───── Listed entries
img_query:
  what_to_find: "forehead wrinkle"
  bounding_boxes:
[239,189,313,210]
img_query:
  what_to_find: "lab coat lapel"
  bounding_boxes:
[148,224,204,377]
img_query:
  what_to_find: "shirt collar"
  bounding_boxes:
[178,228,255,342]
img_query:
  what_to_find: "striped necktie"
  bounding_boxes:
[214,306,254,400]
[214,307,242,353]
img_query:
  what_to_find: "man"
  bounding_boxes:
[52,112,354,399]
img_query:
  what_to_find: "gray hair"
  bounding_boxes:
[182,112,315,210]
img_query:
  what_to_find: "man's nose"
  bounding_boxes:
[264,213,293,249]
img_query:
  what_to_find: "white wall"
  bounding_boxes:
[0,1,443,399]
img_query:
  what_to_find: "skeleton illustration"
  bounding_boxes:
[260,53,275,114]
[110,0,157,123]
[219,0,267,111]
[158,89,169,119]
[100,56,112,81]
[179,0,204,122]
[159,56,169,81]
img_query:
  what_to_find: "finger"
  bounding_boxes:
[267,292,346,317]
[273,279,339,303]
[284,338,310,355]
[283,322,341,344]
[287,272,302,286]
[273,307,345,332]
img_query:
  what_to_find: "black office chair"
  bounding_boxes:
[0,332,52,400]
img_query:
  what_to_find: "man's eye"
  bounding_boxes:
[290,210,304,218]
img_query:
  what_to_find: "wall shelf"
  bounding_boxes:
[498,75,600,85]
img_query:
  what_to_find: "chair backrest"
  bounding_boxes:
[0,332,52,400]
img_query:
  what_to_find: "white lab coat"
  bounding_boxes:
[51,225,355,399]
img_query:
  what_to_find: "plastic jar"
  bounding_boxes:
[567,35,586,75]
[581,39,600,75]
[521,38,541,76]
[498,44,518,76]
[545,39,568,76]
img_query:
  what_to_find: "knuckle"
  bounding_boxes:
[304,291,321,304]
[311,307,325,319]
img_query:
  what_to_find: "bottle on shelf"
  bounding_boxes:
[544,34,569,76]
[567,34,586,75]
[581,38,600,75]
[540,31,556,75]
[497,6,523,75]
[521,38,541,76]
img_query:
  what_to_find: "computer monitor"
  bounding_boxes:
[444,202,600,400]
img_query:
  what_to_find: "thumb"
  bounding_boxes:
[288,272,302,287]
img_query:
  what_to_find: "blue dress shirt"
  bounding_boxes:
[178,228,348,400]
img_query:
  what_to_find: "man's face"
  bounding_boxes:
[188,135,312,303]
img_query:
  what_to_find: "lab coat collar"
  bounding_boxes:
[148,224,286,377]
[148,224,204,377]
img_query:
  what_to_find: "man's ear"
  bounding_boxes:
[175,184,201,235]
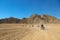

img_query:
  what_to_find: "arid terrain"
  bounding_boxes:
[0,24,60,40]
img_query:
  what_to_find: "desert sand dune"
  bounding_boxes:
[0,24,60,40]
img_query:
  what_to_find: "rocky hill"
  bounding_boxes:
[0,14,60,24]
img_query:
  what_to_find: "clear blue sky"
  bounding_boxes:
[0,0,60,18]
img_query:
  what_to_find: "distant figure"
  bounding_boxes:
[41,24,45,30]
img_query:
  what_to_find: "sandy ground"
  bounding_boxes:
[0,24,60,40]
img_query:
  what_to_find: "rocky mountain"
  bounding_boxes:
[27,14,60,23]
[0,14,60,24]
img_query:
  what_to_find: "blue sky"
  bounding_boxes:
[0,0,60,18]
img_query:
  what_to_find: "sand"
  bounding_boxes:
[0,24,60,40]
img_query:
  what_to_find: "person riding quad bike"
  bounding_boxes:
[41,24,45,30]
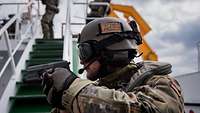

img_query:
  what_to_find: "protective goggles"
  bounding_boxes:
[78,32,142,62]
[78,41,98,62]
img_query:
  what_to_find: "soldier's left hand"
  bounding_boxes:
[42,68,78,109]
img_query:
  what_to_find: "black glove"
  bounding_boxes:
[42,68,78,109]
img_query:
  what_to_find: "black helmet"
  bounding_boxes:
[78,17,142,61]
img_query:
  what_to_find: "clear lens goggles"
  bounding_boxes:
[78,43,93,62]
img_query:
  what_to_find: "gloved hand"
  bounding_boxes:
[42,68,78,109]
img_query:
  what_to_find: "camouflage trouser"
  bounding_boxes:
[41,9,56,39]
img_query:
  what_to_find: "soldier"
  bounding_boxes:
[43,17,184,113]
[41,0,59,39]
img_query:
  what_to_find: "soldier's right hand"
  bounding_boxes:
[42,68,78,109]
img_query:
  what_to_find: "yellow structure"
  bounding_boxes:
[108,3,158,61]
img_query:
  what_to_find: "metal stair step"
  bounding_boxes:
[35,39,63,44]
[33,44,63,51]
[30,50,63,58]
[16,82,42,96]
[9,95,51,113]
[26,58,62,67]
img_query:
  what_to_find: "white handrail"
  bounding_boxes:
[0,1,33,77]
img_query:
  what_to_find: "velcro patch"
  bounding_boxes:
[100,22,122,34]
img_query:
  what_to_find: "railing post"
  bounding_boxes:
[15,5,20,39]
[197,41,200,72]
[4,30,15,73]
[63,0,73,63]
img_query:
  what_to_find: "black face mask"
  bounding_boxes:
[78,40,101,62]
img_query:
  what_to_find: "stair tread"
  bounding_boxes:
[9,39,63,113]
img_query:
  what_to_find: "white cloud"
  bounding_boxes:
[112,0,200,75]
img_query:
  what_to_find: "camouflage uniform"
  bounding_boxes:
[62,62,184,113]
[41,0,59,39]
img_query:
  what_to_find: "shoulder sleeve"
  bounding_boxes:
[62,79,140,113]
[63,76,183,113]
[134,75,184,113]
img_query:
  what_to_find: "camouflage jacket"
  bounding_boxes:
[56,62,184,113]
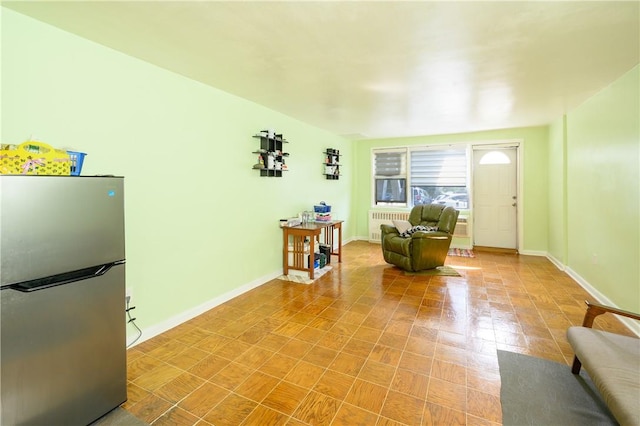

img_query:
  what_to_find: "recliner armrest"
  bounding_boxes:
[582,300,640,328]
[411,231,451,240]
[380,224,400,235]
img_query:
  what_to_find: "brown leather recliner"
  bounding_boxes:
[380,204,460,272]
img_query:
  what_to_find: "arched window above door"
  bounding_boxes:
[480,151,511,164]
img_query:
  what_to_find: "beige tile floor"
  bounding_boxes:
[123,241,631,426]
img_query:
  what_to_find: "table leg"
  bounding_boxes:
[332,223,342,263]
[282,228,289,275]
[308,235,316,280]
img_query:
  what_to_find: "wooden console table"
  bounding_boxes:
[282,220,344,279]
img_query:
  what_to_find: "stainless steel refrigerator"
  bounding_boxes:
[0,175,127,426]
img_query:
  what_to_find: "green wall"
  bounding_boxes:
[566,66,640,312]
[0,8,640,340]
[1,8,354,334]
[547,116,567,265]
[354,127,548,254]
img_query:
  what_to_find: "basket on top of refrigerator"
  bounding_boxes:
[0,141,86,176]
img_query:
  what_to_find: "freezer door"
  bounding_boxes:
[0,264,127,426]
[0,175,125,286]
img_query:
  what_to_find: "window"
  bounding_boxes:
[373,146,469,209]
[410,147,469,209]
[373,149,407,206]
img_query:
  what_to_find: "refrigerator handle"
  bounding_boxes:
[5,260,125,293]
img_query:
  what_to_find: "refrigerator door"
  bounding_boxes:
[0,264,127,426]
[0,175,125,286]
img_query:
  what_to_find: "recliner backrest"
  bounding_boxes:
[409,204,445,226]
[409,204,460,234]
[438,207,460,234]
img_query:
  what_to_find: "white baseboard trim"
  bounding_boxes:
[518,249,548,257]
[547,254,567,271]
[127,238,353,348]
[127,269,282,347]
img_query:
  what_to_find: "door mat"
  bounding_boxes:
[498,350,617,426]
[402,265,460,277]
[89,407,149,426]
[447,248,476,257]
[277,265,332,284]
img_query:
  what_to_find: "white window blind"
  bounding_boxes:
[411,149,467,187]
[374,151,407,177]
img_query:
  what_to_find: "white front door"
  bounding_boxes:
[473,147,518,249]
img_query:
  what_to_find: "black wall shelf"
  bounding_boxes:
[253,130,289,177]
[323,148,340,180]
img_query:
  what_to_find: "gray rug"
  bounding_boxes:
[498,350,618,426]
[89,407,149,426]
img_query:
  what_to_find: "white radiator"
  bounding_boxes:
[369,210,469,243]
[453,216,469,238]
[369,210,409,243]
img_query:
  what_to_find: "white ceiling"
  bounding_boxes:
[3,0,640,139]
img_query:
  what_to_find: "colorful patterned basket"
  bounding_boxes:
[0,141,71,176]
[67,151,87,176]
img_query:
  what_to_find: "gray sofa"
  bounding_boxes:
[567,302,640,426]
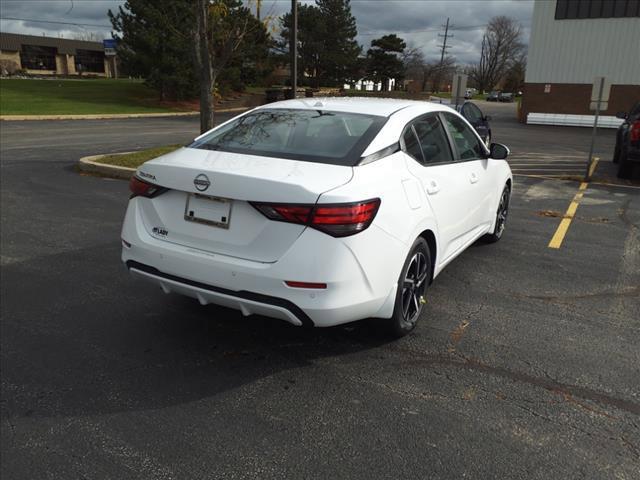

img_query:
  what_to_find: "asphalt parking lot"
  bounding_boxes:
[0,105,640,479]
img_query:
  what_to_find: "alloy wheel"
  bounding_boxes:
[496,188,509,236]
[402,252,429,324]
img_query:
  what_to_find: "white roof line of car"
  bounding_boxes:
[252,97,445,117]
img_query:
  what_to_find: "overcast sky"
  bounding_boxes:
[0,0,533,63]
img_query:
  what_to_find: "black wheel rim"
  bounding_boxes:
[401,252,429,325]
[496,188,509,236]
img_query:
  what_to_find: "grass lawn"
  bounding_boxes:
[98,145,182,168]
[0,78,192,115]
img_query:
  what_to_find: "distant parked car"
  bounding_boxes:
[458,102,491,148]
[613,101,640,178]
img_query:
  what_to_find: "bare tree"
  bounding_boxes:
[469,16,523,92]
[422,55,457,92]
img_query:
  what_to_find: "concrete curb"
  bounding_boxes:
[0,107,250,122]
[78,152,136,180]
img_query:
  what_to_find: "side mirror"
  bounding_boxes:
[489,143,510,160]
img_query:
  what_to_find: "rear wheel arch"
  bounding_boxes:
[418,229,438,283]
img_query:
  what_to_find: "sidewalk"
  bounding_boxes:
[0,107,250,121]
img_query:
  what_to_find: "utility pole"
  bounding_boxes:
[438,17,453,66]
[289,0,298,98]
[434,17,453,91]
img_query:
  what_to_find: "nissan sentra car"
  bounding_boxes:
[122,98,512,336]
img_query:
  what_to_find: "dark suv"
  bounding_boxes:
[613,101,640,178]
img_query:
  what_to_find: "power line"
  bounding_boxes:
[358,23,487,36]
[0,17,112,28]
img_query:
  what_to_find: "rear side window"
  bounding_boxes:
──────────
### Required task
Rewrite the lines from the start of the data through the line containing "[159,56,169,81]" as a JSON list of strings, one string per line, leaving out any blank lines.

### Problem solution
[
  "img_query:",
  "  what_to_find: \"forehead wrinkle\"",
  "  bounding_boxes:",
  "[239,189,313,210]",
  "img_query:",
  "  what_to_find: \"lab coat lapel\"",
  "  bounding_boxes:",
  "[148,224,204,377]",
  "img_query:",
  "  what_to_find: \"shirt collar\"",
  "  bounding_boxes:",
  "[178,228,255,342]",
  "img_query:",
  "  what_to_find: \"striped necktie\"",
  "  bounding_boxes:",
  "[214,306,254,400]",
  "[214,307,242,353]",
  "img_query:",
  "  what_to_find: \"man\"",
  "  bounding_boxes:",
  "[52,112,354,399]",
  "img_query:",
  "  what_to_find: \"gray hair\"",
  "  bounding_boxes:",
  "[182,112,315,210]",
  "img_query:",
  "  what_to_find: \"man's nose\"",
  "  bounding_boxes:",
  "[264,213,293,249]",
  "img_query:",
  "  what_to_find: \"white wall\"",
  "  bounding_boxes:",
  "[0,1,443,399]",
  "img_query:",
  "  what_to_find: \"skeleton illustration\"",
  "  bounding_boxes:",
  "[260,53,275,114]",
  "[110,0,157,123]",
  "[219,0,267,111]",
  "[158,89,169,119]",
  "[100,56,112,81]",
  "[179,0,204,122]",
  "[159,56,169,81]"
]